*WORK TO BE COMPLETED*
Could you arrange all the entries below as a two-column CSV with the columns "prompt" and "boxes", one row per entry, putting the entry's text under "prompt" and its bounding boxes under "boxes"? Quote each field, and turn any line breaks inside a field into spaces.

*INFORMATION SHOWN*
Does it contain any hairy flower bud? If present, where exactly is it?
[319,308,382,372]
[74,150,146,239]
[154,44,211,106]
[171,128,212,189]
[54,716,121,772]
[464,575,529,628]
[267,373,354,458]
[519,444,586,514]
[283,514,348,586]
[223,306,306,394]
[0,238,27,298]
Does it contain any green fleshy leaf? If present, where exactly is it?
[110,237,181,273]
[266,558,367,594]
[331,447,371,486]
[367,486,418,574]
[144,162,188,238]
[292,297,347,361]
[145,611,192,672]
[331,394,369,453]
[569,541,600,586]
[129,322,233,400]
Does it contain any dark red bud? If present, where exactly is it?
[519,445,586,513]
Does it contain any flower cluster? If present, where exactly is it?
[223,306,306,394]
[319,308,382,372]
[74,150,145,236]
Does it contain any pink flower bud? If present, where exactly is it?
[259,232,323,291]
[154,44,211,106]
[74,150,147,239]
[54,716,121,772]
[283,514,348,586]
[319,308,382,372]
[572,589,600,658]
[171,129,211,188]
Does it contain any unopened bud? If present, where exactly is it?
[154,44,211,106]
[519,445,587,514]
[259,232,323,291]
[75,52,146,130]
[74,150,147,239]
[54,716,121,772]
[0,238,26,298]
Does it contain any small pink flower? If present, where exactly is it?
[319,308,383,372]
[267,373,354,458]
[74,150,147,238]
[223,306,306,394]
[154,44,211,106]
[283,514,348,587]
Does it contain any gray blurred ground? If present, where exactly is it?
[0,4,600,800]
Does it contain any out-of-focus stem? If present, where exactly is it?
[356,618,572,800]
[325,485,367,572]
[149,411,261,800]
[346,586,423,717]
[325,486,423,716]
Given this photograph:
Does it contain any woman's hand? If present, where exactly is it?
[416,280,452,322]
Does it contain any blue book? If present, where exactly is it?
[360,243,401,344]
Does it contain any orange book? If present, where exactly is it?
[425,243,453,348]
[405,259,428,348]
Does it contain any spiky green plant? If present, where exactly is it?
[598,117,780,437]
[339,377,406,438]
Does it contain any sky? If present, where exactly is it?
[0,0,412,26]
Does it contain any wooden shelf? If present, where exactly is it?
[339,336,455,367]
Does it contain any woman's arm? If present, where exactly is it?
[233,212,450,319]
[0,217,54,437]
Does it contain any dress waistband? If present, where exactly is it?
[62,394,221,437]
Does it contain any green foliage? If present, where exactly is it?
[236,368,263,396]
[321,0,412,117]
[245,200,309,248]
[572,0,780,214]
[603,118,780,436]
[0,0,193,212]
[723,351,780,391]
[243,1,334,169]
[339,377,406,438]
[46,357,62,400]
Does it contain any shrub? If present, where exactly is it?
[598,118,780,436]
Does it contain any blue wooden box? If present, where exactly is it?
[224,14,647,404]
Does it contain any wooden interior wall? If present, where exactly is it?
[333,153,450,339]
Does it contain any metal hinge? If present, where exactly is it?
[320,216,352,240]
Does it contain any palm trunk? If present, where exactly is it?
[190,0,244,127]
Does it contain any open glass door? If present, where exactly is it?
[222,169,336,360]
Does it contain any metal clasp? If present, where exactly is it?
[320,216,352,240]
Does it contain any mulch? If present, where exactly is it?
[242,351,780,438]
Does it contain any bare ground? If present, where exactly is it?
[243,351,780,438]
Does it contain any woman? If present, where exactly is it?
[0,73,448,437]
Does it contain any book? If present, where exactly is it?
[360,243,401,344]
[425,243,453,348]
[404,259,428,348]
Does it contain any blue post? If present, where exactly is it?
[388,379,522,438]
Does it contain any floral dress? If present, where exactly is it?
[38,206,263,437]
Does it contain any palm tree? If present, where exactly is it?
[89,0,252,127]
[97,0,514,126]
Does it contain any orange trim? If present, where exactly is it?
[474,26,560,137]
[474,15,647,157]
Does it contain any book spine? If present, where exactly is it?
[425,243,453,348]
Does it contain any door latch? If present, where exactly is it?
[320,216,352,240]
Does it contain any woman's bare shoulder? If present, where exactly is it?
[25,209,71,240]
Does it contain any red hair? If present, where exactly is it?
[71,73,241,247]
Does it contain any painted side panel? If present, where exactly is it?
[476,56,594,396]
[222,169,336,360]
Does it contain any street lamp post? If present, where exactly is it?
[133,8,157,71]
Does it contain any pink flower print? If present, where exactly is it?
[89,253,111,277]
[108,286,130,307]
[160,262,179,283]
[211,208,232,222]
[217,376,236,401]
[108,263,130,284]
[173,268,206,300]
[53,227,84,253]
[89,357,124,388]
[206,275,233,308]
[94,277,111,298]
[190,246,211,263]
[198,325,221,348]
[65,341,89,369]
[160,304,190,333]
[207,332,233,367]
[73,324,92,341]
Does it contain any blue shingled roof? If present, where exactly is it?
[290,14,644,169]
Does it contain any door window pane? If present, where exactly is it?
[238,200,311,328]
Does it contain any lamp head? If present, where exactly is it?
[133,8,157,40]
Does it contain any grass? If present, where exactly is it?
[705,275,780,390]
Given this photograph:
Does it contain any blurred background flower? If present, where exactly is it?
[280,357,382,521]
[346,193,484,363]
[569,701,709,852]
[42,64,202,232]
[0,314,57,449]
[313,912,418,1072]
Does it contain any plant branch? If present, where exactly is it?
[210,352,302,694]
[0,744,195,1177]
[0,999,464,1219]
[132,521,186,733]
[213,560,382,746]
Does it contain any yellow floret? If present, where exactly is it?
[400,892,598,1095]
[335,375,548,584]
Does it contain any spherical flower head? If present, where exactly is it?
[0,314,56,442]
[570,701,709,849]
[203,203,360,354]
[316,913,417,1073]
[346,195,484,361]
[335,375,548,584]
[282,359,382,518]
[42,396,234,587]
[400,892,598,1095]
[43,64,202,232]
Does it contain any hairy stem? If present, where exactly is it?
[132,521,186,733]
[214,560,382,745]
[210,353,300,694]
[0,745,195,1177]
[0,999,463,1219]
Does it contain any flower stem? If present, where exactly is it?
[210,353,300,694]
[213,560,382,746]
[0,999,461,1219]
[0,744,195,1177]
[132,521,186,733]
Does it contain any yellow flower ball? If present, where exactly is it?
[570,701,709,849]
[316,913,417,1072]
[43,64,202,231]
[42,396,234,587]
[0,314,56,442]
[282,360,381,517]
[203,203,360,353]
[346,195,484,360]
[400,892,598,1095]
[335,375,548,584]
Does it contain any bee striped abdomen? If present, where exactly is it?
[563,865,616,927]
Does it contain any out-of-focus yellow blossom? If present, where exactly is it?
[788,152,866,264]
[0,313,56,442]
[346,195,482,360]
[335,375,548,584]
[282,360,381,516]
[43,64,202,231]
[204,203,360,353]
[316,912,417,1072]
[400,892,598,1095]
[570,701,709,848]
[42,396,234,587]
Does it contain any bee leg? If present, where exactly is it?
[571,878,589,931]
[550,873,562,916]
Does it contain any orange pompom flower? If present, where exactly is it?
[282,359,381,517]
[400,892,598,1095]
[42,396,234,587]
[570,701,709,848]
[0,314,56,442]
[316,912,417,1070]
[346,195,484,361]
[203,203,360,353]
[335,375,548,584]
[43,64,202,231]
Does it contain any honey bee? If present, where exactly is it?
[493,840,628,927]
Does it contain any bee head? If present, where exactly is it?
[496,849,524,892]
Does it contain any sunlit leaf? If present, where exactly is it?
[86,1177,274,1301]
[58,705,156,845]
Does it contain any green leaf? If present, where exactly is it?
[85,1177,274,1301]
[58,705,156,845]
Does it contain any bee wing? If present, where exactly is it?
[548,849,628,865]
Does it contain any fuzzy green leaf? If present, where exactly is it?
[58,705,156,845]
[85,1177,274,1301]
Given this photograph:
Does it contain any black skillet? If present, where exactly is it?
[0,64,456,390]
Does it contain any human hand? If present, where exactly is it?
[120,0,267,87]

*OUTPUT*
prompt,boxes
"Does it contain any hairy flower bud? If present, where exactly is it?","[319,308,382,372] [74,150,146,239] [154,44,211,106] [171,128,212,189] [54,716,121,772] [464,575,529,628] [267,373,354,458] [519,444,586,514] [283,514,348,586] [223,306,306,394] [0,238,27,298]"
"Does it contain any green fleshy leaf? If present, where exactly is it?","[110,237,181,273] [266,558,367,594] [331,447,371,486] [367,486,418,574] [144,162,188,238] [292,297,347,361] [145,611,192,672] [331,394,369,453] [569,541,600,586] [129,322,233,400]"
"Does it contain any dark red bud? If present, where exactly is it?","[519,445,586,513]"
"Does it contain any flower cluster? If present, where exactly is it?","[223,306,306,394] [319,308,382,372] [74,150,145,236]"
"Does it contain any pink flower bud? If present, where exactly is it?","[259,232,323,291] [154,44,211,106] [74,150,147,239] [54,716,121,772] [283,514,348,586] [319,308,382,372] [572,589,600,658] [171,129,211,188]"
"Does it contain any unopened bud? If present, where exactly is it?","[154,44,211,106] [519,445,587,514] [259,232,323,291] [75,52,146,130] [74,150,147,239] [54,716,121,772] [0,238,26,298]"
"Does it contain any small pink flower? If present, where exactly is it?","[319,308,383,372] [267,373,354,458] [74,150,147,238] [223,306,306,394] [154,44,211,106] [283,514,348,587]"
"Does it contain any gray blurred ground? If present, where exactly is it?","[0,4,600,800]"
"Does it contain any out-of-focus stem? If present, where exactly is it?","[356,618,572,800] [325,485,367,572] [149,411,261,800] [346,586,423,717] [325,486,423,716]"
"Given this photograph: Does it contain any woman's hand? If present, where exactly is it?","[416,280,452,322]"
"Does it contain any blue book? If present, where exactly is it?","[360,243,401,344]"
"Does it contain any orange book? If present, where exactly is it?","[425,243,453,348] [405,259,428,348]"
"Does it contain any spiky green plant? If present, where exactly is it?","[598,117,780,437] [339,377,406,438]"
"Does it contain any sky? If present, where exactly is it?","[0,0,412,26]"
"Does it contain any wooden shelf? If present, where exactly is it?","[339,336,455,367]"
"Does it contain any woman's arm? If present, where exactly is it?","[233,212,450,319] [0,217,54,437]"
"Does it contain any dress waistband? If present, where exactly is it?","[62,394,221,437]"
"Does it contain any green foliage? If present, where exactly is it?","[236,368,263,396] [321,0,412,117] [245,200,309,248] [572,0,780,214] [603,118,780,436] [0,0,193,212] [723,351,780,391] [243,1,334,169] [339,377,406,438] [46,357,62,400]"
"Does it contain any shrub? If present, where exactly is it?","[598,118,780,436]"
"Does it contain any blue wooden box? If present, where exactly is it?","[224,14,647,404]"
"Does it contain any wooden interior wall? If present, where exactly is it?","[333,153,450,339]"
"Does it contain any metal hinge? If present, where exactly is it?","[320,216,352,240]"
"Does it contain any palm trunk? If present, where exactly is it?","[190,0,244,127]"
"Does it contain any open glass door? If present, where exactly is it?","[222,169,336,360]"
"Does it contain any metal clasp? If present, where exactly is it?","[320,216,352,240]"
"Does it contain any mulch? If present, where exactly is it?","[242,351,780,438]"
"Does it contain any bare ground? If present, where exactly is it?","[243,351,780,438]"
"Does it contain any woman? If present, where exactly is it?","[0,73,448,437]"
"Does it contain any book? If present, where exactly is it?","[360,243,401,344] [425,243,453,348] [404,259,428,348]"
"Does it contain any blue post? If present, where exactly is it?","[388,379,522,438]"
"Does it contain any floral dress? If present, where exactly is it?","[38,206,263,437]"
"Does it contain any palm tree? If present, where exactly is it?","[89,0,252,127] [97,0,514,126]"
"Does it contain any orange trim? If present, where exactly is it?","[474,26,560,137] [474,15,647,157]"
"Does it contain any book spine? If present, where exactly is it?","[425,243,453,348]"
"Does it contain any door latch? If present, where exactly is it?","[320,216,352,240]"
"Does it contain any woman's bare shoulder? If present, where exactly is it?","[25,209,71,240]"
"Does it contain any red hair? If present, where exactly is it?","[71,73,241,247]"
"Does it contain any painted side panel? If present, where exactly is it?","[476,56,594,396] [222,169,336,360]"
"Does it contain any street lamp post? If present, where exactly is it?","[133,8,157,71]"
"Does it contain any pink flower print? If present, where exactly is it?","[89,253,111,277] [108,286,130,307] [160,262,179,283] [211,208,232,222] [217,376,236,401] [108,263,130,284] [173,268,206,300] [53,227,84,253] [89,357,124,388] [206,275,233,308] [94,277,111,298] [190,246,211,263] [198,325,221,348] [65,341,89,369] [160,304,190,333] [207,332,233,367] [73,324,92,341]"
"Does it contain any blue shingled roof? If present, where exactly is it?","[290,14,644,169]"
"Does it contain any door window pane? If present, where exactly is it?","[238,200,311,328]"
"Does it contain any lamp head? If present, where exactly is it?","[133,8,157,40]"
"Does it contain any grass? If present, where exactly is it?","[705,275,780,390]"
"Given this photograph: Does it contain any blurred background flower? If present, where exactly is it?","[280,357,382,521] [346,193,484,363] [569,701,709,852] [42,64,202,232] [0,314,57,449] [313,912,418,1072]"
"Does it contain any plant branch? If present, where exactly is it?","[210,352,302,694] [0,744,195,1177] [0,999,464,1219] [132,521,186,733] [213,560,382,746]"
"Does it contain any yellow floret? If present, where exactly is it?","[400,892,598,1095] [335,375,548,584]"
"Does it contain any spherical flower head? If present, where exactly is it?","[0,314,56,442] [570,701,709,849] [203,203,360,354] [316,913,417,1073] [346,195,484,361] [335,375,548,584] [282,359,382,518] [42,396,234,587] [400,892,598,1095] [43,64,202,232]"
"Does it contain any hairy stem? If present, where exactly is it?","[132,521,186,733] [214,560,382,745] [210,353,300,694] [0,745,195,1177] [0,999,463,1219]"
"Does it contain any flower stem? If present, where exactly is it?","[210,353,300,694] [213,560,382,746] [0,999,461,1219] [0,744,195,1177] [132,521,186,733]"
"Does it contain any yellow flower ball? If present, where exactly is it?","[570,701,709,849] [316,913,417,1072] [43,64,202,231] [42,396,234,587] [0,314,56,442] [282,360,381,517] [203,203,360,353] [346,195,484,360] [400,892,598,1095] [335,375,548,584]"
"Does it contain any bee striped abdomen? If present, where exactly is it?","[563,865,616,927]"
"Does it contain any out-of-focus yellow blossom? If present, where exactly is it?","[788,152,866,264] [0,313,56,442] [346,195,482,360] [335,375,548,584] [282,360,381,516] [43,64,202,231] [204,203,360,353] [316,912,417,1072] [400,892,598,1095] [570,701,709,848] [42,396,234,587]"
"Does it contain any bee leg? If present, where exactly is it?","[571,878,589,931] [550,873,562,916]"
"Does it contain any orange pompom flower? If present, where exactly is it?","[282,359,381,517] [400,892,598,1095] [42,396,234,587] [570,701,709,848] [0,314,56,442] [316,912,417,1070] [346,195,484,361] [203,203,360,353] [335,375,548,584] [43,64,202,231]"
"Does it contain any honey bee? If present, where exactly is it?","[493,840,628,927]"
"Does it contain any bee head? If present, where exactly is it?","[496,849,524,892]"
"Does it contain any sunlit leaf? If present, where exactly is it?","[86,1177,274,1301] [58,705,156,845]"
"Does it contain any green leaf? If present, where exactly is it?","[85,1177,274,1301] [58,705,156,845]"
"Does it contain any bee wing? If present, where exactly is it?","[548,849,628,865]"
"Does it contain any fuzzy green leaf? If present, where exactly is it?","[58,705,156,845] [85,1177,274,1301]"
"Given this photograph: Does it contain any black skillet? If present, where exactly is it?","[0,64,456,390]"
"Does it contain any human hand? If present, where exactly is it?","[120,0,267,87]"